Document text:
[net.space] I still think we're alone

REM@MIT-MC@sri-unix (10/20/82)

From: Robert Elton Maas <REM at MIT-MC>
I go along with Webb's argument as most likely.
Intelligence the level of Humans/Apes, Dolphins/Whales, Octipusses,
Insect colonies seem to evolve rather commonly. Technology the level
of Humans has evolved (we know) at least once, but we have no idea
whether it evolved elsewhere. Space technology like we envision seems
not to have evolved yet anywhere in this galaxy nor in nearby
galaxies, although it may have evolved in Seifert galaxies or in
random distant places. In any case, space technology seems to be rare.
We know of not one instance of it yet, and it seems not to have taken
hold of nearby galaxies yet.

Somewhere on the road from Whale/Insect/Octipus/Ape level intelligence
to advanced space technology, most species either die out or simply
don't make further progress for billios of years. I have two major theories:

(1) The road from intelligence to technology is difficult. We are likely
the very first in this galaxy to make it.

(2) The road from technology to advanced space technology is
difficult. Nobody in this galaxy has made it yet, those who got as far
as we have now have all died out (nuclear or biological war?) or gone
into declaine (Reagan&Stockman). The latter is unlikely since Japanese
et al are taking upthe slack, and I would imagine such alternatives
would exist on other planets where technological civilization evolved.
This option thus reduces to "most technological civilizations commit
nuclear or biological suicide before achieving advanced space technology".

I see no way to distinguish between these two cases without going out
to explore the galaxy, looking on planets for (1) intelligent
lifeforms which haven't yet achieved technology, and (2) relics of
past technological civilizations which have suffered disasters such as
nuclear or biological war. Of course if we succeed in gathering that
evidence, it'll mean we have passed from Earth-based life to
space-based life, thus making the question moot except for scientific
curiosity and predictions of what we might meet in other galaxies,
since at that point we'll surely be the first in our galaxy to spread
to space where others have failed or haven't even gotten the idea to
try, and the question of whether we were the first to achieve
technology or the first to spread technology to space will be moot.

Information provided:
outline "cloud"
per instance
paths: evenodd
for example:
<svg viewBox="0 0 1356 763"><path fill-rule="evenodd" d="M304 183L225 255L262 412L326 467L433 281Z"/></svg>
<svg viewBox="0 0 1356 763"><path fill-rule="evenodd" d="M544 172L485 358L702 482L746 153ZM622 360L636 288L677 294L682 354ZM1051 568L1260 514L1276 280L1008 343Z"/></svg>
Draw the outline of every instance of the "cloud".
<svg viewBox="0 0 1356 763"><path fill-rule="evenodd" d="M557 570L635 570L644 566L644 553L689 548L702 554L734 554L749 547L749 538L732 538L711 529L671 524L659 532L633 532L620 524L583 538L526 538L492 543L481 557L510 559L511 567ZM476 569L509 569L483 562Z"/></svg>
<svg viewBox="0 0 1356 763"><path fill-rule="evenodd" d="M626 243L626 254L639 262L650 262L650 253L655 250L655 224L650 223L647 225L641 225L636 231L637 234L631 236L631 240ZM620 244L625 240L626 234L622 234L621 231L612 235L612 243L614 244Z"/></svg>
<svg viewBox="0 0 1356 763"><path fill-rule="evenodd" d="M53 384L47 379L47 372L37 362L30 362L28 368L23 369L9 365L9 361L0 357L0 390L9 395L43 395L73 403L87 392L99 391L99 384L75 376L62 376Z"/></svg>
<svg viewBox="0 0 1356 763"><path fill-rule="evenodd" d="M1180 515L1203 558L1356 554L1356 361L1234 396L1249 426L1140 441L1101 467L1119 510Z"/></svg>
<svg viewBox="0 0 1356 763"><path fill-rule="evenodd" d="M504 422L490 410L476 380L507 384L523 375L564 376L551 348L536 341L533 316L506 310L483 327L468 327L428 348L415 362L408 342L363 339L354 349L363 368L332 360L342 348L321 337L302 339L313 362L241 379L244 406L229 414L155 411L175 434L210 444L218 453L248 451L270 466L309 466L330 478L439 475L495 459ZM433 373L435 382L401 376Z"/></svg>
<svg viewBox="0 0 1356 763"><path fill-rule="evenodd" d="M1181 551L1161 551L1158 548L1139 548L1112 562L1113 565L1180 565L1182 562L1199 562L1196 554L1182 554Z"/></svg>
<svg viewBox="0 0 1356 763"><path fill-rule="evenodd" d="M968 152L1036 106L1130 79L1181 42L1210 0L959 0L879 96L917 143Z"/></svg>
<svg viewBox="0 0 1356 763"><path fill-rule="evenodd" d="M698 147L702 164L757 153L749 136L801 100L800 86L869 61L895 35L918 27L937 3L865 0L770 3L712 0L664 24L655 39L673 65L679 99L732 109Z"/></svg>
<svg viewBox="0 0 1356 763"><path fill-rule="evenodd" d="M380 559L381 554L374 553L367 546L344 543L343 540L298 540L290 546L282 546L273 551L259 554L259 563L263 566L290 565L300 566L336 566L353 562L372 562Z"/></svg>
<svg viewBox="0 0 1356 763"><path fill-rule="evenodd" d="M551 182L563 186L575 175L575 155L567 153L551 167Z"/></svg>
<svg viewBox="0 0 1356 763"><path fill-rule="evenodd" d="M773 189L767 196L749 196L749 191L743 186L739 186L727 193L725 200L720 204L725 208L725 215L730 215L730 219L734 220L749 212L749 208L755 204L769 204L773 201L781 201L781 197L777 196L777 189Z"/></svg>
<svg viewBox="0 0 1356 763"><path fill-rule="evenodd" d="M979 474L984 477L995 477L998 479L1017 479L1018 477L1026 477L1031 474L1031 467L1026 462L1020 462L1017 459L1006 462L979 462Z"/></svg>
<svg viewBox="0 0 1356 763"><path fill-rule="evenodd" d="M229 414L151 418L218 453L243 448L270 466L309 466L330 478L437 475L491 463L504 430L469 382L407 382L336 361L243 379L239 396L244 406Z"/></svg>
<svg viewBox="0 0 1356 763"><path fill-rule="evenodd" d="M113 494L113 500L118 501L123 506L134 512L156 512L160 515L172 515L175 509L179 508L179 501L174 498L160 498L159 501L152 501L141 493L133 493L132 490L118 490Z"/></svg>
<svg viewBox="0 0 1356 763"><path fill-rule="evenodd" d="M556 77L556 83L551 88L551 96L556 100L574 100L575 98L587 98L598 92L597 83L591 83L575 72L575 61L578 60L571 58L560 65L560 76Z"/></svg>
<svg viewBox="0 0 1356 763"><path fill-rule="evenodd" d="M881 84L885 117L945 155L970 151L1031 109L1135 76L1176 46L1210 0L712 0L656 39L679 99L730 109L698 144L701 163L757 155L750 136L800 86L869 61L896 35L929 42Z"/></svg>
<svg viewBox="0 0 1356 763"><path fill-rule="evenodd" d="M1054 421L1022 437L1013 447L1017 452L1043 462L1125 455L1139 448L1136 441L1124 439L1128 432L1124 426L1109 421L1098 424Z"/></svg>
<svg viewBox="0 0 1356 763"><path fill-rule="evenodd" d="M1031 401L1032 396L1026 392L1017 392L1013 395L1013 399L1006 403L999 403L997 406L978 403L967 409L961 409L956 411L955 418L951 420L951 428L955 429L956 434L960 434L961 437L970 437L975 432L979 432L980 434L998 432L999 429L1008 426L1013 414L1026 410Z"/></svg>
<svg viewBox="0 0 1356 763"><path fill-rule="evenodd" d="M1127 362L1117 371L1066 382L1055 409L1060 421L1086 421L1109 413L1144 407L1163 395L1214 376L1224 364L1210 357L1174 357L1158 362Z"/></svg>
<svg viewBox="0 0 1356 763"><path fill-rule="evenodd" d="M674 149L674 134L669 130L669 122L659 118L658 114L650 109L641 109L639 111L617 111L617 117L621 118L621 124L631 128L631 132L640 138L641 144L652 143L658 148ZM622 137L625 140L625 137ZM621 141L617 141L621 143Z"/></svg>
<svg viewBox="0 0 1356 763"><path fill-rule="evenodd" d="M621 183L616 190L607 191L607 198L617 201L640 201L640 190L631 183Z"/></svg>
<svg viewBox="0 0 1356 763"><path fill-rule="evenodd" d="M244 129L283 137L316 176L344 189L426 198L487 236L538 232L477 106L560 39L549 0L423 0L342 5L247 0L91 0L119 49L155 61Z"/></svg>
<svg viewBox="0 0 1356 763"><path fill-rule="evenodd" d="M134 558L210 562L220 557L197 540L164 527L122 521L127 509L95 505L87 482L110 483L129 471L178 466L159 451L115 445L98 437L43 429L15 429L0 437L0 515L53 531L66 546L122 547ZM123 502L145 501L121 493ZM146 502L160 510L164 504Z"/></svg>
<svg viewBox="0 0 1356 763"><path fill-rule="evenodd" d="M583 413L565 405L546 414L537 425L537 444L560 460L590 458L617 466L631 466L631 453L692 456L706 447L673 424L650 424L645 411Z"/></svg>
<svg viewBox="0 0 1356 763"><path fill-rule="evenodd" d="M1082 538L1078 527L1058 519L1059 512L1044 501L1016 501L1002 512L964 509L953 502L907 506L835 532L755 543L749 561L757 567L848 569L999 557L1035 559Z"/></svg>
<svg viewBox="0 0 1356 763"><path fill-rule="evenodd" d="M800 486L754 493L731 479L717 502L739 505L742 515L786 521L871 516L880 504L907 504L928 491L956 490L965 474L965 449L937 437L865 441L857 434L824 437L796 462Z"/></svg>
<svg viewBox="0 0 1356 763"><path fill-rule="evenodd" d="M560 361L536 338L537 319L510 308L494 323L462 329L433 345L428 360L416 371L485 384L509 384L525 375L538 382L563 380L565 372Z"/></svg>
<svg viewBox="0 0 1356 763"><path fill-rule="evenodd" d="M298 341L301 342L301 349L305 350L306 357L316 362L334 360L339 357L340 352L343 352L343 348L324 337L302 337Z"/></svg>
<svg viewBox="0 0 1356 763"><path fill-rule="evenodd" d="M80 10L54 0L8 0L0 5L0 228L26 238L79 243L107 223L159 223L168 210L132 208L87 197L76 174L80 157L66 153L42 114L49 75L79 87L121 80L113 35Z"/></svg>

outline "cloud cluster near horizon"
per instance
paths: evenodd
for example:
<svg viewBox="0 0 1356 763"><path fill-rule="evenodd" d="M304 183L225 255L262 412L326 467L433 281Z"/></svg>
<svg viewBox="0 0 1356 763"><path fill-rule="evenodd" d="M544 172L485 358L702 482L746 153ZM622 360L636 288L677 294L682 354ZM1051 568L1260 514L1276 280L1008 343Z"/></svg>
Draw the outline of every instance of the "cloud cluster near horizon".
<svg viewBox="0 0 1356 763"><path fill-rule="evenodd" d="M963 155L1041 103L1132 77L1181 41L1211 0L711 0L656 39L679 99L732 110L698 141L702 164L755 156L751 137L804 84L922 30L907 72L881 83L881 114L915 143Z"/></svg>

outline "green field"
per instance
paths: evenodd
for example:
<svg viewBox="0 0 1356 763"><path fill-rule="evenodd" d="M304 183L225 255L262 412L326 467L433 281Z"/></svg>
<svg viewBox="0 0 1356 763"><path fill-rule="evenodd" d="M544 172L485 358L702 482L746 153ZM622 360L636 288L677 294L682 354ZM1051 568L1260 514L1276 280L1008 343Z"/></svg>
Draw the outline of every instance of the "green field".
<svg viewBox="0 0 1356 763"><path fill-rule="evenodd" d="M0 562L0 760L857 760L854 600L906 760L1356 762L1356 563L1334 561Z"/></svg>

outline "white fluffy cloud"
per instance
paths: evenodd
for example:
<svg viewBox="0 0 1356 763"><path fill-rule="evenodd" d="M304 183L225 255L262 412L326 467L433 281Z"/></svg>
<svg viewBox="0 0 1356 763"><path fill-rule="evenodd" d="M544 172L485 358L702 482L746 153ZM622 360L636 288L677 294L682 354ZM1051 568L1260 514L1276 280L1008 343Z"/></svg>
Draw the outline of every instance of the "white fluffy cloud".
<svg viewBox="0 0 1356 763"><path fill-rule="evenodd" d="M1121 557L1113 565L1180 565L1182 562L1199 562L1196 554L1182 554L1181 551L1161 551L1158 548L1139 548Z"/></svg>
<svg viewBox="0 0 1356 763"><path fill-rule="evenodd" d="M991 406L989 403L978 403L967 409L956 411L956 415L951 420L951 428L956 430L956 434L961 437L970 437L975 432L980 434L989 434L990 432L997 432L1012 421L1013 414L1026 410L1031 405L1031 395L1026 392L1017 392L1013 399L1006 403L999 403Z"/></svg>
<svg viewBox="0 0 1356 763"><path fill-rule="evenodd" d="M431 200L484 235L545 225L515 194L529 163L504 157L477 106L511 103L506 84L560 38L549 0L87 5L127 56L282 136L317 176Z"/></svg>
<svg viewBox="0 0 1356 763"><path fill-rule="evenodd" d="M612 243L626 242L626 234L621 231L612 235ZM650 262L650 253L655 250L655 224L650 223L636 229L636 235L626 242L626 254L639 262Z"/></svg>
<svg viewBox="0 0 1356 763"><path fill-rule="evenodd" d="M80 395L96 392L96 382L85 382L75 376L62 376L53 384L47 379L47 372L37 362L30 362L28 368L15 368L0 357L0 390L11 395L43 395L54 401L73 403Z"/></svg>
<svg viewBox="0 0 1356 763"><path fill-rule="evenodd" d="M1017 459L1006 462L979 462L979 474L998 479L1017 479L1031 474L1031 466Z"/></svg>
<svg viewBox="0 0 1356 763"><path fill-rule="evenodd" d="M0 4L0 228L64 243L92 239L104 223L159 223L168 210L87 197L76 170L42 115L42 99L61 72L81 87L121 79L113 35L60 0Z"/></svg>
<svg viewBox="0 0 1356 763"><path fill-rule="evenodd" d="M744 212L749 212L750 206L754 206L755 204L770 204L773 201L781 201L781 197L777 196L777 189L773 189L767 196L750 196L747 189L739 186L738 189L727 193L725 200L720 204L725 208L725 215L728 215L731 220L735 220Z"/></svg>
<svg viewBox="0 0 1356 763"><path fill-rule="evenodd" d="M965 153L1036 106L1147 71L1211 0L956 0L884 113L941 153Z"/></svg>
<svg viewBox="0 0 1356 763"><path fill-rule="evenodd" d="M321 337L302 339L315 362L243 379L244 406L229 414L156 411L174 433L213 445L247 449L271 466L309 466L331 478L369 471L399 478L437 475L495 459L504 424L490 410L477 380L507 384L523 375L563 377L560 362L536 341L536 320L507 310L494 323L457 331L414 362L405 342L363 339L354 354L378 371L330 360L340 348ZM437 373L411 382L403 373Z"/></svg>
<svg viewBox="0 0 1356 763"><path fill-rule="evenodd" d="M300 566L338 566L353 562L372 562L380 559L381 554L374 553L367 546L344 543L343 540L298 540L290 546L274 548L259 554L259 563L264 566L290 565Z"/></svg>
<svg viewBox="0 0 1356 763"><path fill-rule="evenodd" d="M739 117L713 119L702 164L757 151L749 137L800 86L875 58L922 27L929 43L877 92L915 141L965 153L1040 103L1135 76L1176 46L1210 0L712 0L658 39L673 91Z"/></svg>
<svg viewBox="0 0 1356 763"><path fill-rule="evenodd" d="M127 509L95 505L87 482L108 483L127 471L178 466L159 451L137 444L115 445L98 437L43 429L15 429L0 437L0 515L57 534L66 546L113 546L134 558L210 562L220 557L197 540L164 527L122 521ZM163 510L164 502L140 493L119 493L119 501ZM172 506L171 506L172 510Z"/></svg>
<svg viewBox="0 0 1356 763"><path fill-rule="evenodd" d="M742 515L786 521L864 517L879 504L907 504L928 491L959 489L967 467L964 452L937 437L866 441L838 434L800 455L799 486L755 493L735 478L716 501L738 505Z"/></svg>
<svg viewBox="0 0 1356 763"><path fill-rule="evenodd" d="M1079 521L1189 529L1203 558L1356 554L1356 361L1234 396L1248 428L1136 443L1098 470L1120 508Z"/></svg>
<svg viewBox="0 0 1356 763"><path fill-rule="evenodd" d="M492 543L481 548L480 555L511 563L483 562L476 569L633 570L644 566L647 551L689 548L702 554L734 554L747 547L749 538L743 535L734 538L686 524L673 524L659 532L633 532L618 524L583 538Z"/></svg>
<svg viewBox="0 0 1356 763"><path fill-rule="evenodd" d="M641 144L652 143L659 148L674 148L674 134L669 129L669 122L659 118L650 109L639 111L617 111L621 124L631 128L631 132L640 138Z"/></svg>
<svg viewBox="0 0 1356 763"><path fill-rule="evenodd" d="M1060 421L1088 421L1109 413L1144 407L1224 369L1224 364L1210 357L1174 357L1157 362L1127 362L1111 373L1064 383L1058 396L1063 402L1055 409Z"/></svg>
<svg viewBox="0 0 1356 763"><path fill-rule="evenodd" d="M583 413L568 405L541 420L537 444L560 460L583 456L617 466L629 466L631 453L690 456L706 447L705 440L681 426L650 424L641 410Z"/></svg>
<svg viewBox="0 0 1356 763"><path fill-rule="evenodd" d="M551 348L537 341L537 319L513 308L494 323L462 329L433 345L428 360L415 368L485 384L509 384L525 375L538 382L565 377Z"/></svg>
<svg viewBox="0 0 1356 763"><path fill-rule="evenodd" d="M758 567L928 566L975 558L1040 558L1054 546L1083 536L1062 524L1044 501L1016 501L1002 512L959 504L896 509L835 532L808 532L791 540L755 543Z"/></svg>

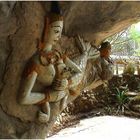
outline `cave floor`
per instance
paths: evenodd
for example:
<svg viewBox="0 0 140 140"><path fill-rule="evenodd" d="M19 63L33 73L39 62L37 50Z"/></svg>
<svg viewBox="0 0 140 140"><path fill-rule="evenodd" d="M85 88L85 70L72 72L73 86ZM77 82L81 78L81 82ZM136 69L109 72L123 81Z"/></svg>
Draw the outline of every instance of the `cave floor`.
<svg viewBox="0 0 140 140"><path fill-rule="evenodd" d="M49 140L140 140L140 120L124 116L99 116L81 120Z"/></svg>

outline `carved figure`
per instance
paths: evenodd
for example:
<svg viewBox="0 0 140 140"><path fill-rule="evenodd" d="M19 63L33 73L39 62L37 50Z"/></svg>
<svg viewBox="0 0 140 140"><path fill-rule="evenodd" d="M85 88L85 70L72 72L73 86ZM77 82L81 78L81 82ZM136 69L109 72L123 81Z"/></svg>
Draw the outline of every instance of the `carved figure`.
<svg viewBox="0 0 140 140"><path fill-rule="evenodd" d="M101 43L99 48L100 56L95 60L94 81L85 88L85 90L92 90L99 85L106 84L108 80L113 77L113 61L110 58L111 44L109 42Z"/></svg>
<svg viewBox="0 0 140 140"><path fill-rule="evenodd" d="M64 108L68 96L68 80L71 74L81 73L81 69L67 56L63 56L52 47L61 37L63 20L60 15L58 2L52 2L51 16L46 19L43 39L39 44L40 50L29 61L25 69L24 84L22 85L19 102L24 105L41 104L38 112L40 122L48 122L50 118L49 102L62 100ZM49 23L48 23L49 21ZM33 92L36 82L43 88Z"/></svg>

What is being asked: Reproduce everything in the net.space post above from "We know of not" down to "to make it.".

Answer space:
We know of not one instance of it yet, and it seems not to have taken
hold of nearby galaxies yet.

Somewhere on the road from Whale/Insect/Octipus/Ape level intelligence
to advanced space technology, most species either die out or simply
don't make further progress for billios of years. I have two major theories:

(1) The road from intelligence to technology is difficult. We are likely
the very first in this galaxy to make it.